_Istruzioni da seguire_
Indica se ciascuna affermazione concorda con il testo fornito, rispondendo sì o no e citando le parole del testo che lo stabiliscono. (a) I lavoratori di cui si parla festeggeranno questa giornata. (b) Secondo un dato di fonte FNOPI, mancherebbero oltre 60.000 infermieri. (c) In alcune realtà si registra un rapporto di un infermiere ogni 10 pazienti.

_Testo fornito_
-- -- --
I Lavoratori in questione non festeggeranno questa giornata. Dal Governo avrebbero gradito piuttosto che l’ipocrisia di convenienza nel ringraziarli nelle dirette Facebook unite, un decreto con su scritto in maniera chiara e non interpretabile che, finita l’emergenza e il relativo distanziamento sociale, si sarebbero indetti concorsi per assumerne in ragione del fabbisogno reale.
Un dato per tutti, da fonte FNOPI, solo di Infermieri ne mancherebbero oltre 60.000. Però, a ben vedere, si è ragionato in termini di ringraziamenti a mascelle serrate e non in termini di concretezza rispetto al rapporto Infermiere/paziente, che in alcune realtà soprattutto private e ‘disponibili’ a supportare ben remunerate il pubblico, registra primati tristemente pericolosi di un Infermiere per 20 pazienti. Pericolosi ma convenienti per gli imprenditori del guadagno sulla salute degli altri. Lo Stato lo permette grazie alla riforma attuata, ma a nostro parere da rivedere in un’ottica unicamente pubblica, dal D.Lgs. 502/1992 che prevede rimborsi e relativo profitto per la componente privata del Servizio Sanitario Nazionale.
-- -- --
_I dati_
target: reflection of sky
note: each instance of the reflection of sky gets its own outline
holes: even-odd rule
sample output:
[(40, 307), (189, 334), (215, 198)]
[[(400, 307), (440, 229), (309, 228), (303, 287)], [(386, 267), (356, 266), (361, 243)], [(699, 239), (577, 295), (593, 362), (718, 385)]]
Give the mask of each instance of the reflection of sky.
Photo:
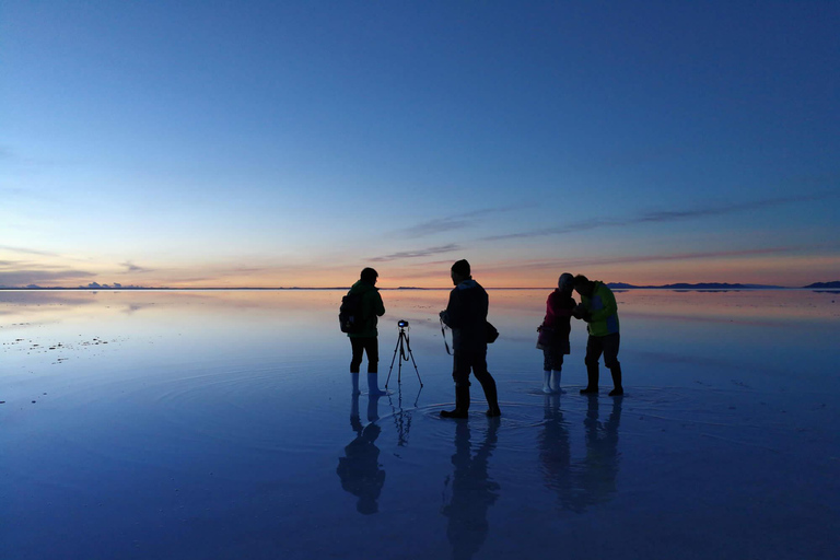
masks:
[(838, 280), (837, 19), (7, 0), (0, 285)]
[(381, 375), (408, 318), (422, 392), (409, 370), (401, 393), (352, 397), (341, 295), (0, 292), (0, 556), (836, 549), (832, 294), (619, 293), (619, 406), (578, 394), (580, 323), (567, 392), (542, 395), (548, 293), (491, 291), (498, 427), (481, 406), (468, 423), (439, 417), (453, 400), (446, 291), (383, 292)]

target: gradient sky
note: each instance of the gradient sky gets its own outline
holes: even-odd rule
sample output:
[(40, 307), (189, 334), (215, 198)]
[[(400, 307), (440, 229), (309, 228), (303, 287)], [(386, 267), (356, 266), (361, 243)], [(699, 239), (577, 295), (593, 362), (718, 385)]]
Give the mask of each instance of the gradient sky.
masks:
[(840, 2), (0, 3), (0, 285), (840, 280)]

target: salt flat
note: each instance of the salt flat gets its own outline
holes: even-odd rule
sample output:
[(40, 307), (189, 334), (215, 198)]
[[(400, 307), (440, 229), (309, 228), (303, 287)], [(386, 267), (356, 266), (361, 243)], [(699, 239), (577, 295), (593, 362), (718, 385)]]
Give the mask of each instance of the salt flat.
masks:
[(445, 291), (383, 291), (381, 398), (336, 291), (0, 292), (0, 558), (837, 558), (840, 294), (617, 293), (619, 399), (581, 323), (540, 393), (547, 294), (490, 291), (465, 422)]

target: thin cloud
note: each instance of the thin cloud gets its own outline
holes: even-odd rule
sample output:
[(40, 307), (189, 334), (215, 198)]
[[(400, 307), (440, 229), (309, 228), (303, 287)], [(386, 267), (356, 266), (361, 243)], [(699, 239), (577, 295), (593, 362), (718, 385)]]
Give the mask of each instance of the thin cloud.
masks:
[(626, 265), (634, 262), (661, 262), (668, 260), (697, 260), (712, 258), (758, 257), (765, 255), (780, 255), (791, 252), (800, 252), (813, 247), (765, 247), (740, 250), (709, 250), (698, 253), (674, 253), (670, 255), (627, 255), (620, 257), (560, 259), (553, 261), (536, 261), (517, 264), (512, 268), (558, 268), (558, 267), (592, 267), (604, 265)]
[(120, 262), (119, 266), (126, 267), (126, 272), (151, 272), (152, 271), (151, 268), (144, 268), (144, 267), (137, 266), (137, 265), (135, 265), (133, 262), (131, 262), (129, 260), (127, 260), (125, 262)]
[(427, 235), (434, 235), (436, 233), (448, 232), (453, 230), (463, 230), (470, 228), (478, 222), (478, 219), (493, 214), (501, 214), (505, 212), (513, 212), (529, 208), (533, 205), (510, 206), (501, 208), (485, 208), (481, 210), (474, 210), (463, 214), (448, 215), (445, 218), (435, 218), (427, 222), (420, 222), (411, 228), (405, 230), (398, 230), (398, 233), (409, 237), (423, 237)]
[(42, 285), (51, 282), (79, 281), (81, 279), (93, 278), (96, 275), (85, 270), (15, 270), (13, 272), (0, 272), (0, 285), (22, 287), (22, 285)]
[(48, 250), (30, 249), (25, 247), (10, 247), (9, 245), (0, 245), (0, 250), (11, 250), (12, 253), (23, 253), (24, 255), (40, 255), (44, 257), (58, 257), (58, 253), (50, 253)]
[(453, 250), (460, 250), (460, 246), (454, 243), (450, 243), (448, 245), (441, 245), (439, 247), (428, 247), (418, 250), (401, 250), (399, 253), (392, 253), (390, 255), (384, 255), (382, 257), (369, 258), (368, 260), (371, 262), (388, 262), (404, 258), (429, 257), (432, 255), (440, 255), (441, 253), (452, 253)]
[(501, 241), (501, 240), (517, 240), (517, 238), (530, 238), (530, 237), (544, 237), (548, 235), (562, 235), (567, 233), (581, 232), (595, 230), (599, 228), (616, 228), (626, 225), (635, 225), (642, 223), (666, 223), (676, 222), (679, 220), (691, 220), (695, 218), (708, 218), (713, 215), (725, 215), (738, 212), (747, 212), (751, 210), (760, 210), (762, 208), (772, 208), (784, 205), (792, 205), (796, 202), (810, 202), (815, 200), (821, 200), (838, 196), (832, 192), (825, 192), (820, 195), (804, 195), (796, 197), (782, 197), (772, 198), (767, 200), (755, 200), (751, 202), (742, 202), (726, 206), (711, 206), (705, 208), (688, 208), (681, 210), (653, 210), (642, 212), (637, 215), (630, 215), (626, 218), (596, 218), (592, 220), (584, 220), (579, 222), (571, 222), (559, 228), (544, 228), (540, 230), (532, 230), (527, 232), (508, 233), (504, 235), (491, 235), (489, 237), (482, 237), (481, 241)]

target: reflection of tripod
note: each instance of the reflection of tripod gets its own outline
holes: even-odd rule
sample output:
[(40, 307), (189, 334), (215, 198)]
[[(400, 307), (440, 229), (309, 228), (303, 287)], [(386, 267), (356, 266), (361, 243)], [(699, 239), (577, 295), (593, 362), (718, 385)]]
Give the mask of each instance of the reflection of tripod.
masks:
[[(404, 322), (400, 322), (404, 323)], [(406, 326), (408, 322), (405, 322)], [(399, 363), (397, 364), (397, 383), (402, 382), (402, 361), (408, 361), (411, 358), (411, 363), (415, 364), (415, 372), (417, 373), (417, 381), (420, 382), (420, 386), (423, 386), (423, 380), (420, 378), (420, 372), (417, 371), (417, 362), (415, 361), (415, 354), (411, 353), (411, 342), (406, 334), (406, 327), (399, 326), (399, 337), (397, 338), (397, 346), (394, 347), (394, 358), (390, 359), (390, 368), (388, 368), (388, 378), (385, 380), (385, 388), (388, 388), (388, 382), (390, 381), (390, 372), (394, 370), (394, 360), (397, 359), (397, 350), (399, 350)], [(408, 353), (406, 353), (408, 350)]]

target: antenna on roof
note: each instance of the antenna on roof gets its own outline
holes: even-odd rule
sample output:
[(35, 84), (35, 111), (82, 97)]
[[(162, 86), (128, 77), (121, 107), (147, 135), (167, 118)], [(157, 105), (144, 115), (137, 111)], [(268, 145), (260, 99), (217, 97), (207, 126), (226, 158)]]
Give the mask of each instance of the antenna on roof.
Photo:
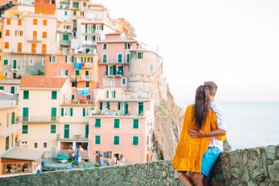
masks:
[(7, 10), (14, 7), (15, 4), (8, 3), (5, 5), (2, 5), (0, 6), (0, 17), (2, 17), (2, 14)]

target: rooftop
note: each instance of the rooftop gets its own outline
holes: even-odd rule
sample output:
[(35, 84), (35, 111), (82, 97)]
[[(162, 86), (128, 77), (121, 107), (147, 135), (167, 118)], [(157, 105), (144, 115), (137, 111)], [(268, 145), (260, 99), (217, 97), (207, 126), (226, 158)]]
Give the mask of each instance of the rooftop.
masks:
[(61, 88), (66, 77), (51, 76), (29, 76), (22, 77), (20, 88)]
[(0, 84), (20, 84), (20, 79), (6, 79), (0, 80)]
[(22, 160), (38, 160), (42, 157), (44, 152), (27, 149), (26, 148), (15, 147), (7, 150), (1, 155), (1, 158), (16, 159)]

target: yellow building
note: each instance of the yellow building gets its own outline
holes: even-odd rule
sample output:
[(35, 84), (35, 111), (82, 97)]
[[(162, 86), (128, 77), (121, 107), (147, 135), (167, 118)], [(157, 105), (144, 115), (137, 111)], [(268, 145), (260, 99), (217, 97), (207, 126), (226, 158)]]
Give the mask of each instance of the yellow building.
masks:
[(71, 95), (68, 78), (22, 77), (19, 93), (21, 147), (45, 151), (46, 157), (56, 157), (61, 127), (59, 123), (60, 105), (70, 101)]

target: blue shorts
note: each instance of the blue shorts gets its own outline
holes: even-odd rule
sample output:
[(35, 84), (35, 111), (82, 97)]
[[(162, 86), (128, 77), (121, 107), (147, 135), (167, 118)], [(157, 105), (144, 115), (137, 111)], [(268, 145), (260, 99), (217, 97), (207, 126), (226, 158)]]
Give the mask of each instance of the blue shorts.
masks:
[(205, 178), (210, 178), (210, 170), (220, 153), (221, 150), (217, 147), (209, 147), (202, 156), (201, 173), (206, 176)]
-- -- --
_Soluzione dell'esercizio_
(a) No: «I Lavoratori in questione non festeggeranno questa giornata.»
(b) Sì: «Un dato per tutti, da fonte FNOPI, solo di Infermieri ne mancherebbero oltre 60.000.»
(c) No: «registra primati tristemente pericolosi di un Infermiere per 20 pazienti.»